GIVEN TEXT:
President Donald Trump’s team just sent a clear message to Berlin: don’t expect the United States to quietly finance the world’s drug research while other wealthy nations keep cutting prices for themselves. A recent meeting in Washington brought U.S. Trade Representative Jamieson Greer and HHS chief counselor Chris Klomp face-to-face with German Ambassador Jens Hanefeld to press Germany over a new drug-pricing package. The message was blunt — Section 301 trade tools, including tariffs, are on the table if Germany forces down prices and forces Americans to pick up the bill.
What happened in Washington: Germany drug pricing meets Section 301
The German cabinet approved a sweeping health reform package that tightens price controls, raises mandatory rebates to sickness funds, and adds new rules on digital health apps. It’s meant to shore up Germany’s public insurance finances. But the U.S. delegation made clear this is not just a domestic German matter. USTR Jamieson Greer and HHS’s Chris Klomp warned Ambassador Jens Hanefeld that aggressive price curbs in a big market like Germany will invite a U.S. trade response. Yes, they discussed Section 301 — the same tool used to enforce trade fairness. That’s a big step from polite diplomacy to real leverage over Germany drug pricing.

GIVEN DATA:
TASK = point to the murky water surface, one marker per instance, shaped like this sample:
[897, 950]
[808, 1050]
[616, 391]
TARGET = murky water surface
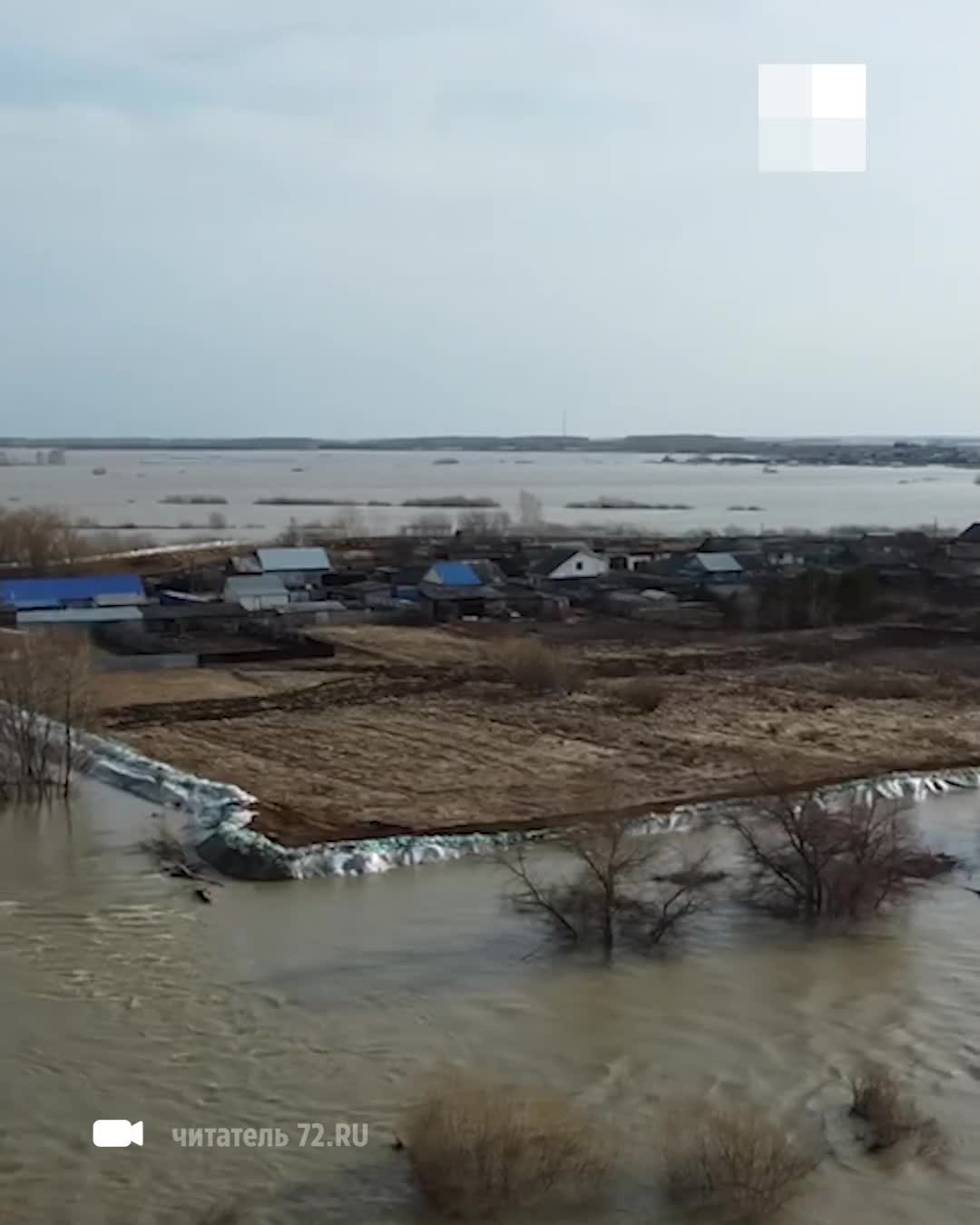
[135, 484]
[321, 1002]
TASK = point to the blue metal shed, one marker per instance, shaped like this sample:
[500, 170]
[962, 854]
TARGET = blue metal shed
[454, 573]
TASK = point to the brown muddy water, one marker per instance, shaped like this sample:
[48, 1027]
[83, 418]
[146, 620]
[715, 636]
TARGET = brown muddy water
[325, 1001]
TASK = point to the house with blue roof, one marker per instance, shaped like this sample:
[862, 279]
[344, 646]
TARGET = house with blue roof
[452, 573]
[83, 592]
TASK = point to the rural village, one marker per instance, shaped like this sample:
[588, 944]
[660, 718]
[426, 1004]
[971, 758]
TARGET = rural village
[377, 686]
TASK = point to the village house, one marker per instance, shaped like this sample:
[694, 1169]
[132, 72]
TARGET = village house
[256, 592]
[560, 564]
[298, 569]
[965, 549]
[707, 567]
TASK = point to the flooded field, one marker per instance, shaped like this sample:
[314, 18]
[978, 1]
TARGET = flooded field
[320, 1002]
[114, 487]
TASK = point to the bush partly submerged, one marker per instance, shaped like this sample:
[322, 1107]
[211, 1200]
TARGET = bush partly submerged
[891, 1116]
[732, 1162]
[536, 668]
[480, 1149]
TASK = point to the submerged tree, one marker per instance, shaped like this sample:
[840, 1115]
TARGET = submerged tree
[45, 701]
[843, 858]
[623, 882]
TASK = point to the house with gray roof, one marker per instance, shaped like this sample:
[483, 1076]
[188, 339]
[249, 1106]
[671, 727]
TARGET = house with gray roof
[300, 567]
[708, 567]
[569, 561]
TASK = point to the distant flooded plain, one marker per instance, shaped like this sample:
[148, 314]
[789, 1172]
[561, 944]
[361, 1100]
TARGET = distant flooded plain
[324, 1001]
[114, 487]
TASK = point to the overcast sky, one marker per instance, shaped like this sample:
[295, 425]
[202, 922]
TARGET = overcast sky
[382, 217]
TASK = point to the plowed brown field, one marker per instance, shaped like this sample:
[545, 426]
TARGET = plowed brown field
[419, 729]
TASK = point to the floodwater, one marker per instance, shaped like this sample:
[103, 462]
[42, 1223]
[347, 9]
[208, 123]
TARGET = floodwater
[321, 1002]
[133, 484]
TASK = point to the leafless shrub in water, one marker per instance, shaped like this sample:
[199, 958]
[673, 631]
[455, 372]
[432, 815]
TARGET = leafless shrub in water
[892, 1116]
[479, 1149]
[536, 668]
[623, 885]
[45, 701]
[732, 1161]
[646, 693]
[838, 859]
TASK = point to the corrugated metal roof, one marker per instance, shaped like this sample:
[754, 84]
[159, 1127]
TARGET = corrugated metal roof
[254, 584]
[718, 561]
[293, 559]
[27, 593]
[77, 616]
[549, 561]
[452, 573]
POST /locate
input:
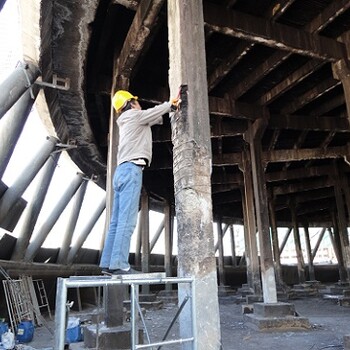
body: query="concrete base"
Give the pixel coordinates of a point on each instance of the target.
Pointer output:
(277, 316)
(117, 338)
(346, 342)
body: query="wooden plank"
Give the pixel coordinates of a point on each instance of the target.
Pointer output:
(274, 35)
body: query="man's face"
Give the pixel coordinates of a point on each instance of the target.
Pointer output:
(136, 105)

EXERCISE REQUIREMENTS:
1. In the drug-pricing article, what is the German health reform package meant to do?
2. Print the drug-pricing article from "What happened in" to "Germany drug pricing.".
Work only from the drug-pricing article.

SOLUTIONS TO THE EXERCISE:
1. It is meant to shore up Germany's public insurance finances.

2.
What happened in Washington: Germany drug pricing meets Section 301
The German cabinet approved a sweeping health reform package that tightens price controls, raises mandatory rebates to sickness funds, and adds new rules on digital health apps. It’s meant to shore up Germany’s public insurance finances. But the U.S. delegation made clear this is not just a domestic German matter. USTR Jamieson Greer and HHS’s Chris Klomp warned Ambassador Jens Hanefeld that aggressive price curbs in a big market like Germany will invite a U.S. trade response. Yes, they discussed Section 301 — the same tool used to enforce trade fairness. That’s a big step from polite diplomacy to real leverage over Germany drug pricing.